■ Selected excerpt:
Boulder Creek Realtor Gordon Rudy of Schwarzbach Associates believes the spring real estate market could be poised to have great activity. (Contributed)

Homeowners may gloat at long-term home price growth, but others struggle to enjoy the blessings of mountain home ownership. Redfin states: “In November 2023, Santa Cruz home prices were down 20.8% compared to last year, selling for a median price of $1.2M.”

With interest rates on 30-year fixed mortgages at around 6.4%, one needs good credit and a down payment of $240,000 to get conventional loans for average houses without PMI.

Low supply and high demand explain pricing: rapid industrial expansion with high salaries impacts housing, while zoning ordinances limit new construction. Building codes increase safety and energy efficiency at the price of affordability, while environmental regulations drive up the price of lumber and transportation gas.

2023 septic regulations drive buyers and sellers apart with point-of-sale inspections, delays and possible $80K additions to home purchases. Rent controls stronger than the Tenant Protection Act of 2019 may discourage repairs and stifle construction of new rental housing.  

I love open spaces for hiking as much as anyone, and don’t really want six-story buildings and dangerous houses raised on windy Scenic Drive, but regulations that protect my guilty pleasures harm renters and the homeless.

■ Set of tasks:
[1] Using the Santa Cruz housing commentary, explain in one to three sentences what it says accounts for local home pricing.
[2] Translate this sentence from the Santa Cruz housing commentary into Spanish: "With interest rates on 30-year fixed mortgages at around 6.4%, one needs good credit and a down payment of $240,000 to get conventional loans for average houses without PMI."

■ Supplied entries:

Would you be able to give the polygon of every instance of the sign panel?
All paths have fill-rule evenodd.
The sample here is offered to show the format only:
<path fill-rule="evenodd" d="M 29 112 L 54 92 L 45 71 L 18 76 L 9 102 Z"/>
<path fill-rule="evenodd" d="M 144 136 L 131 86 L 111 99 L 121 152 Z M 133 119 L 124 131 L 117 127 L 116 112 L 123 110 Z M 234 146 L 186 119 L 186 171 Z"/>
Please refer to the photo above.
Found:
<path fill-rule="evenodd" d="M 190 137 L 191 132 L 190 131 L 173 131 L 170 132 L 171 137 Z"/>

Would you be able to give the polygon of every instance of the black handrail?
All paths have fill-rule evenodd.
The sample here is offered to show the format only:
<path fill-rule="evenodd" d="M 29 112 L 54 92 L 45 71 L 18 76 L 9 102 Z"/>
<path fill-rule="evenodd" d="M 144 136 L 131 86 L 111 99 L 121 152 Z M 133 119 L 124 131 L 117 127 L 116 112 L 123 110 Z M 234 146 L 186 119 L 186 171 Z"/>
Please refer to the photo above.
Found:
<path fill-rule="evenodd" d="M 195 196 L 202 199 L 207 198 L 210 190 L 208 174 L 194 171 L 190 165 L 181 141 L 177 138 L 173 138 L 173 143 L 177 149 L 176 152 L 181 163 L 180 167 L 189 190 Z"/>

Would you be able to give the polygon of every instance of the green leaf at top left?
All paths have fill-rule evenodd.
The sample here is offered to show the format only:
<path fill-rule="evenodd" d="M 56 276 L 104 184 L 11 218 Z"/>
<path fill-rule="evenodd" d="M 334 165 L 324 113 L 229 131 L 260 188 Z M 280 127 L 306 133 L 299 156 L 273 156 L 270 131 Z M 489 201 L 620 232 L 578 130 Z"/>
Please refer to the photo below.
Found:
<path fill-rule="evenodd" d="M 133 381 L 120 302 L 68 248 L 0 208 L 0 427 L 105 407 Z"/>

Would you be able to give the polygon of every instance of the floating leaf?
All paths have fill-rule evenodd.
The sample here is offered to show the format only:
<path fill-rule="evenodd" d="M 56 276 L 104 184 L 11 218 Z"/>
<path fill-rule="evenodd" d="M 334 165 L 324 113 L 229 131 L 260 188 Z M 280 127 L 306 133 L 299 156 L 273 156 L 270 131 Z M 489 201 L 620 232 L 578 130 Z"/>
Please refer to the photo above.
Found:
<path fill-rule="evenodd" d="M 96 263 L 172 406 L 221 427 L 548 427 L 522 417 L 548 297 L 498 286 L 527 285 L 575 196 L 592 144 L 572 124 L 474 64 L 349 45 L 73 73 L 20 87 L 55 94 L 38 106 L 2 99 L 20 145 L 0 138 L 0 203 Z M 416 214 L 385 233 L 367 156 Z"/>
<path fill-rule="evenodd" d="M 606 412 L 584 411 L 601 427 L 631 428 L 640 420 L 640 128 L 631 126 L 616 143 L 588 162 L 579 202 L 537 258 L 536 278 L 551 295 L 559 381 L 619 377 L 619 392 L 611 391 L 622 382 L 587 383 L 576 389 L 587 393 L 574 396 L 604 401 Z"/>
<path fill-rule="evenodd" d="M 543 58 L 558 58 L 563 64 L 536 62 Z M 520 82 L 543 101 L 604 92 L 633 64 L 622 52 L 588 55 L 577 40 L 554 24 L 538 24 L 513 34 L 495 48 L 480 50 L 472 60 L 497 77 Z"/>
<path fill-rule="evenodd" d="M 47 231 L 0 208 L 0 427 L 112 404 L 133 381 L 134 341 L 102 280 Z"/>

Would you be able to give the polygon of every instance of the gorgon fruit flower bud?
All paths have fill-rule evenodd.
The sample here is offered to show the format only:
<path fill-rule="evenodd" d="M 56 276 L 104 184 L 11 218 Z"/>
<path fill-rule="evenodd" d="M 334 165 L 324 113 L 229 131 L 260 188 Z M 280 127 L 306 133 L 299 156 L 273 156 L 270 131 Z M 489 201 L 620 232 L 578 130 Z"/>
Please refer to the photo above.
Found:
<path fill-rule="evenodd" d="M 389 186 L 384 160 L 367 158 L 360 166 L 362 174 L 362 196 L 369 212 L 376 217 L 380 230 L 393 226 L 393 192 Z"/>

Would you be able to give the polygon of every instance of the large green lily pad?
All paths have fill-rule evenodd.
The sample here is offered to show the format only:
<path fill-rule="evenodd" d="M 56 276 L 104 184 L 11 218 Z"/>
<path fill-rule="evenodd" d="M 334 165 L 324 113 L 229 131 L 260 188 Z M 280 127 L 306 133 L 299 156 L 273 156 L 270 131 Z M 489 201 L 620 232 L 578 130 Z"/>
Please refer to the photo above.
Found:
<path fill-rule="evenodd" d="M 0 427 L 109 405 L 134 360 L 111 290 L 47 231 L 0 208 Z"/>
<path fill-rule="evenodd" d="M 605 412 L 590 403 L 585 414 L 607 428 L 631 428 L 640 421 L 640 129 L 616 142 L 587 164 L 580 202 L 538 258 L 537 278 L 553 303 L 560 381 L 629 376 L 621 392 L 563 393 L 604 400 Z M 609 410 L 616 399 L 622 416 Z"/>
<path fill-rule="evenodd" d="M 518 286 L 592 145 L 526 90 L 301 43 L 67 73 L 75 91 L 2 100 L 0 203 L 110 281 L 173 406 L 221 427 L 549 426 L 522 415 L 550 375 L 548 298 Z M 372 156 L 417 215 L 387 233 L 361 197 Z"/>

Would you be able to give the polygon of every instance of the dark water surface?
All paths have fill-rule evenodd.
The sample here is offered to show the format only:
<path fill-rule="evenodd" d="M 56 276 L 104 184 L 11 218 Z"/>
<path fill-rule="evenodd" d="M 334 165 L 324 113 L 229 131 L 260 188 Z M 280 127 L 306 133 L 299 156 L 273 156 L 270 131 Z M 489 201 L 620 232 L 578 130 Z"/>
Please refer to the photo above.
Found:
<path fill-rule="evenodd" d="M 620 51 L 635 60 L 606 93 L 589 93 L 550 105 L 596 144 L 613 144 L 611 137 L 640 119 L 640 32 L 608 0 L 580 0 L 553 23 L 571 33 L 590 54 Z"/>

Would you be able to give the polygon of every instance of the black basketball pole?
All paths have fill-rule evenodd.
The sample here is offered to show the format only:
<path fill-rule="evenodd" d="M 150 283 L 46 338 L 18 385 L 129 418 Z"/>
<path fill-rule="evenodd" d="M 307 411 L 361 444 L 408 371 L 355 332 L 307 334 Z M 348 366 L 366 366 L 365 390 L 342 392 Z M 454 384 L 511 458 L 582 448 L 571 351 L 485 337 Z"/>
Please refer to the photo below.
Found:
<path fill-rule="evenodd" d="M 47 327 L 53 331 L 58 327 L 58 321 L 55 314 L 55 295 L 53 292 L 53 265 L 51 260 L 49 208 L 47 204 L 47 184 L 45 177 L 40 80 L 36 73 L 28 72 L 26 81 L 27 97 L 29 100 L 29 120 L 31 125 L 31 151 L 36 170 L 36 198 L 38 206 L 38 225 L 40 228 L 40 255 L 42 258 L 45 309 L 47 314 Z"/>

■ Results of the tasks:
[1] The commentary attributes pricing to low supply and high demand. Rapid industrial expansion with high salaries affects housing, and zoning ordinances limit new construction.

[2] Con tasas de interés de alrededor del 6,4 % en las hipotecas fijas a 30 años, se necesita buen crédito y un pago inicial de 240.000 dólares para obtener préstamos convencionales para casas promedio sin PMI.